## What is needed
Pull out every line of the records that contains the word "building", and copy each one unchanged.

Dataset rows
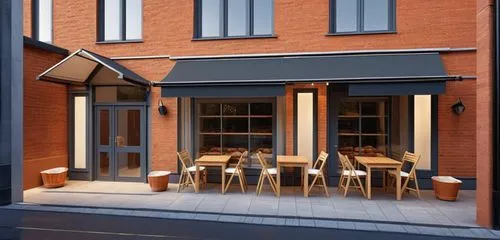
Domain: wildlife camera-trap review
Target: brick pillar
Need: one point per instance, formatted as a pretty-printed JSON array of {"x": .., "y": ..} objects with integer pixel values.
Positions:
[{"x": 484, "y": 143}]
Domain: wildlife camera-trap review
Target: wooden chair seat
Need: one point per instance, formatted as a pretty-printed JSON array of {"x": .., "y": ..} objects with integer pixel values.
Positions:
[{"x": 354, "y": 173}]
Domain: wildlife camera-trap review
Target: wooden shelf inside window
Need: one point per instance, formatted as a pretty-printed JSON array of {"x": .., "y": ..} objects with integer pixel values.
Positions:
[{"x": 237, "y": 116}]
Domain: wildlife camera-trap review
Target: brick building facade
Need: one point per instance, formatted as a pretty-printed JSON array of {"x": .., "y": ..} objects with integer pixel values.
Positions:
[{"x": 300, "y": 29}]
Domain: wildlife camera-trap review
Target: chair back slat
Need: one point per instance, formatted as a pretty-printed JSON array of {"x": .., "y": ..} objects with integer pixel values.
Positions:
[
  {"x": 242, "y": 159},
  {"x": 321, "y": 161},
  {"x": 185, "y": 158}
]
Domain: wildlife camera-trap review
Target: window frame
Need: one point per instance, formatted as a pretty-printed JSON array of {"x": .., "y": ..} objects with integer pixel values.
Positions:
[
  {"x": 223, "y": 32},
  {"x": 360, "y": 19},
  {"x": 35, "y": 31},
  {"x": 101, "y": 30}
]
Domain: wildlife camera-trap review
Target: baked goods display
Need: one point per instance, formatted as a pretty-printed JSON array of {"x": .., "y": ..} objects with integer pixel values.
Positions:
[{"x": 368, "y": 151}]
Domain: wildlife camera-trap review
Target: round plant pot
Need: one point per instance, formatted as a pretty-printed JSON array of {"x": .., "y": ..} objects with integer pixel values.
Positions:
[
  {"x": 158, "y": 180},
  {"x": 55, "y": 177},
  {"x": 446, "y": 188}
]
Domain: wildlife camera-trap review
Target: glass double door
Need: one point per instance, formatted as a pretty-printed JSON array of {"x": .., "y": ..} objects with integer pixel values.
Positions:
[{"x": 120, "y": 143}]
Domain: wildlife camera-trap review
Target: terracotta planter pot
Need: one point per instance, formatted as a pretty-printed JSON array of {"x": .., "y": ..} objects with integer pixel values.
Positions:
[
  {"x": 55, "y": 177},
  {"x": 446, "y": 188},
  {"x": 158, "y": 180}
]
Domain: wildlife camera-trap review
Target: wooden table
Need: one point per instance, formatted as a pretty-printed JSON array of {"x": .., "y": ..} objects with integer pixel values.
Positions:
[
  {"x": 211, "y": 161},
  {"x": 384, "y": 163},
  {"x": 292, "y": 161}
]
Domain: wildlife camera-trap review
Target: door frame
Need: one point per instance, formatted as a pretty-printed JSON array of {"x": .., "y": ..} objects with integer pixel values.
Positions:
[{"x": 142, "y": 106}]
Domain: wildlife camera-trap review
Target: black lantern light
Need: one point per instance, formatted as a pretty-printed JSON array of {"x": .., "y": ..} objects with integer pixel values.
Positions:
[
  {"x": 161, "y": 108},
  {"x": 458, "y": 107}
]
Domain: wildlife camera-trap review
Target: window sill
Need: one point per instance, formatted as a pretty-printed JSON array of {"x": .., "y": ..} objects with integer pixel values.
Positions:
[
  {"x": 120, "y": 41},
  {"x": 360, "y": 33},
  {"x": 234, "y": 38}
]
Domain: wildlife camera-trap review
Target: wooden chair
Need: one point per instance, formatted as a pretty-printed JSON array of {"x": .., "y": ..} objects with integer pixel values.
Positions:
[
  {"x": 266, "y": 173},
  {"x": 188, "y": 170},
  {"x": 412, "y": 160},
  {"x": 350, "y": 173},
  {"x": 238, "y": 171},
  {"x": 318, "y": 172}
]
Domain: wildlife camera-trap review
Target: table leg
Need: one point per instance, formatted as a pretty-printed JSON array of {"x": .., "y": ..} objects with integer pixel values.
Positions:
[
  {"x": 306, "y": 181},
  {"x": 223, "y": 168},
  {"x": 196, "y": 178},
  {"x": 398, "y": 183},
  {"x": 278, "y": 179},
  {"x": 368, "y": 183}
]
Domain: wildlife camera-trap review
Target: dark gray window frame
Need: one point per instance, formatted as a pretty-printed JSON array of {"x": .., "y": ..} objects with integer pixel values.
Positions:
[
  {"x": 252, "y": 174},
  {"x": 360, "y": 18},
  {"x": 35, "y": 31},
  {"x": 224, "y": 23},
  {"x": 101, "y": 25},
  {"x": 314, "y": 91}
]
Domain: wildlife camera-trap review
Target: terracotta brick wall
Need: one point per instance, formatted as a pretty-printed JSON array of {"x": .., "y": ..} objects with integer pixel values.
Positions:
[
  {"x": 168, "y": 30},
  {"x": 484, "y": 123},
  {"x": 45, "y": 118}
]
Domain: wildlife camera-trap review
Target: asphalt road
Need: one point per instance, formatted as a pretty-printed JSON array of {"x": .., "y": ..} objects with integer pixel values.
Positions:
[{"x": 16, "y": 224}]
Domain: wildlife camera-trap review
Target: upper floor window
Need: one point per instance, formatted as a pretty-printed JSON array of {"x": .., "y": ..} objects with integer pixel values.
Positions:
[
  {"x": 42, "y": 20},
  {"x": 120, "y": 20},
  {"x": 234, "y": 18},
  {"x": 362, "y": 16}
]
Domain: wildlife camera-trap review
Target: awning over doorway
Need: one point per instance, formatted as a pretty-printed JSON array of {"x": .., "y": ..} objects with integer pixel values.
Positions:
[
  {"x": 84, "y": 66},
  {"x": 402, "y": 73}
]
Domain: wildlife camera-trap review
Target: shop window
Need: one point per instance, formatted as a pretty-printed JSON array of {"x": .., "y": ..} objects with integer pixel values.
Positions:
[
  {"x": 234, "y": 18},
  {"x": 363, "y": 128},
  {"x": 42, "y": 20},
  {"x": 362, "y": 16},
  {"x": 120, "y": 20},
  {"x": 232, "y": 128},
  {"x": 113, "y": 94}
]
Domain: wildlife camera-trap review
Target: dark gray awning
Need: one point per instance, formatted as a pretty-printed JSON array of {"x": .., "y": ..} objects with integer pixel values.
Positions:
[
  {"x": 84, "y": 66},
  {"x": 352, "y": 69}
]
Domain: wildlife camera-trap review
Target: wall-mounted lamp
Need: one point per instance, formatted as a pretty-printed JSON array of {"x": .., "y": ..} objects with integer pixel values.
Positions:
[
  {"x": 458, "y": 107},
  {"x": 161, "y": 108}
]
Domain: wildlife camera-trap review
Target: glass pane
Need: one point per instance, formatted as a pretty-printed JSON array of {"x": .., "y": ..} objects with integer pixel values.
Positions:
[
  {"x": 237, "y": 22},
  {"x": 129, "y": 164},
  {"x": 235, "y": 109},
  {"x": 210, "y": 145},
  {"x": 210, "y": 125},
  {"x": 235, "y": 125},
  {"x": 128, "y": 127},
  {"x": 372, "y": 146},
  {"x": 374, "y": 125},
  {"x": 263, "y": 17},
  {"x": 104, "y": 127},
  {"x": 80, "y": 132},
  {"x": 133, "y": 16},
  {"x": 261, "y": 125},
  {"x": 263, "y": 144},
  {"x": 112, "y": 20},
  {"x": 349, "y": 109},
  {"x": 234, "y": 145},
  {"x": 373, "y": 108},
  {"x": 120, "y": 94},
  {"x": 348, "y": 125},
  {"x": 376, "y": 15},
  {"x": 210, "y": 109},
  {"x": 45, "y": 21},
  {"x": 346, "y": 16},
  {"x": 261, "y": 109},
  {"x": 104, "y": 164},
  {"x": 211, "y": 18}
]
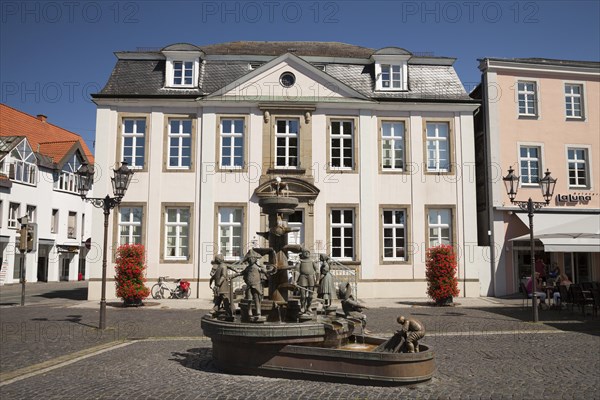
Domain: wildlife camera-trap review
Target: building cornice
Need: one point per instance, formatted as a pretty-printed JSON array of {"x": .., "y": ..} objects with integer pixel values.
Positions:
[{"x": 487, "y": 65}]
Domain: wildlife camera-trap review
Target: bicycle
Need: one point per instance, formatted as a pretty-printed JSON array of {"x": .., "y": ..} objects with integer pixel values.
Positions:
[{"x": 162, "y": 291}]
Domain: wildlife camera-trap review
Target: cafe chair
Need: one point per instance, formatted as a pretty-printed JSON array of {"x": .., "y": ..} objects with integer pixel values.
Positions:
[
  {"x": 565, "y": 296},
  {"x": 580, "y": 298}
]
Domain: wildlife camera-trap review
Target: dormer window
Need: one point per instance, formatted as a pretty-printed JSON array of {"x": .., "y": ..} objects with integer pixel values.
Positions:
[
  {"x": 182, "y": 66},
  {"x": 183, "y": 73},
  {"x": 22, "y": 164},
  {"x": 391, "y": 77},
  {"x": 391, "y": 69}
]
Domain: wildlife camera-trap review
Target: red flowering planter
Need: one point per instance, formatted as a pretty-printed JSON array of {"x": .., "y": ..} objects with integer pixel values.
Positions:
[
  {"x": 441, "y": 267},
  {"x": 130, "y": 274}
]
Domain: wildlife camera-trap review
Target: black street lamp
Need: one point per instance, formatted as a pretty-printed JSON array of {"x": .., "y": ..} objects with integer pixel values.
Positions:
[
  {"x": 120, "y": 182},
  {"x": 547, "y": 184}
]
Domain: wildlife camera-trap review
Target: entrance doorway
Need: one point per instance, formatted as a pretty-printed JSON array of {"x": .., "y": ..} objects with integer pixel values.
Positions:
[
  {"x": 64, "y": 269},
  {"x": 42, "y": 269},
  {"x": 577, "y": 266}
]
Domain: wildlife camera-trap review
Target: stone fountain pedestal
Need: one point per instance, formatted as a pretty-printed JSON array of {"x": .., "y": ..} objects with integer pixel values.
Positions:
[{"x": 323, "y": 349}]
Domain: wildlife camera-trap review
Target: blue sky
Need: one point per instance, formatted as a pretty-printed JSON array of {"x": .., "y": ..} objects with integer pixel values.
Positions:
[{"x": 53, "y": 54}]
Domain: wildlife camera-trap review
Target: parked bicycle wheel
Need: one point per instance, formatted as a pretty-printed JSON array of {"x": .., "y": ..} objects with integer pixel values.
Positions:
[
  {"x": 156, "y": 291},
  {"x": 166, "y": 293}
]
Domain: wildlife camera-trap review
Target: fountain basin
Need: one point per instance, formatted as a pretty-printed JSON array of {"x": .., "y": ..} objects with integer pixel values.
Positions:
[{"x": 312, "y": 351}]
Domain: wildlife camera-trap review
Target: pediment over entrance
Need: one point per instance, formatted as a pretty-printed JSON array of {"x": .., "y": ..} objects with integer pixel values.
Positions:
[{"x": 304, "y": 191}]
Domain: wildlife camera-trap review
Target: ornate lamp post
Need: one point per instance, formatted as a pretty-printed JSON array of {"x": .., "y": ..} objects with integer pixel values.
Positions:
[
  {"x": 120, "y": 182},
  {"x": 547, "y": 184}
]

## Answer to this problem
Target: brick building facade
Target: building cornice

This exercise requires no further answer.